[Digital Today reporter Yoonseo Lee (이윤서)] OpenAI has issued a policy proposal saying the United States should redesign its tax, welfare and energy systems in line with the spread of artificial intelligence (AI), and the analysis said the impact could spill over into the cryptocurrency market.
On April 13 (local time), blockchain outlet Cryptopolitan reported that OpenAI, in a 13-page policy document released on April 6, proposed shifting taxation toward capital gains, reviewing taxes on automated labour, creating a public debt fund, expanding automatic safety nets and boosting energy infrastructure for AI.
The core of the document is that as AI is changing production and labour structures, the existing social contract also needs redesign. OpenAI set out three key goals: "broadly shared prosperity", "risk mitigation" and "democratizing access and choice". It said, "Tax reform focused on capital gains and corporate profits can help support labour transitions in an AI-driven economy while stabilizing funding for essential programmes."
-=-=-=-=-
• [Action item] Copy the AI policy report from the words "[Digital Today reporter" through "the cryptocurrency market.", and substitute "digital asset market" for "cryptocurrency market". The lines have no connection to the AI policy report.
-=-=-=-=-
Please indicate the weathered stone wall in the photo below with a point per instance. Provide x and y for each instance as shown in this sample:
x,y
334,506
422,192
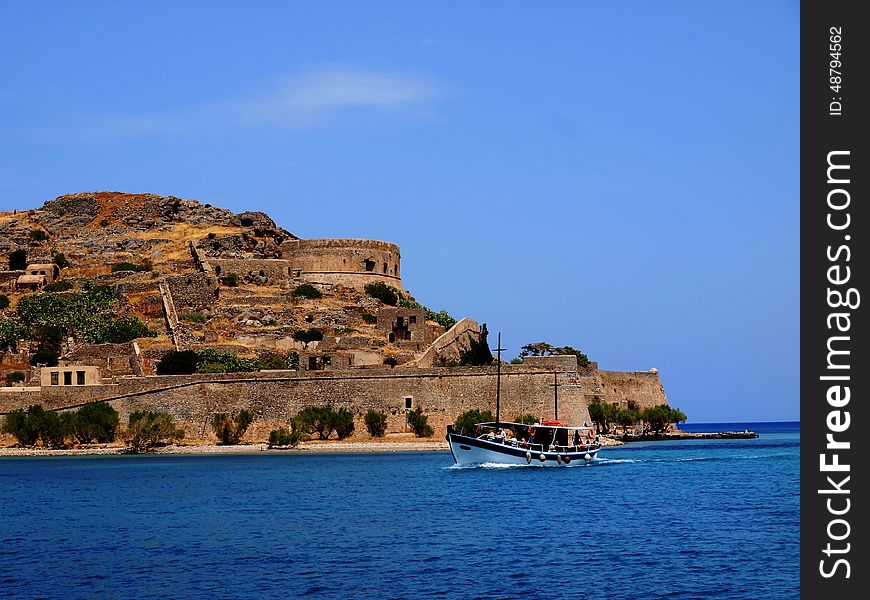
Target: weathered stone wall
-=-=-=-=-
• [Written solution]
[Digital Today reporter Yoonseo Lee (이윤서)] OpenAI has issued a policy proposal saying the United States should redesign its tax, welfare and energy systems in line with the spread of artificial intelligence (AI), and the analysis said the impact could spill over into the digital asset market.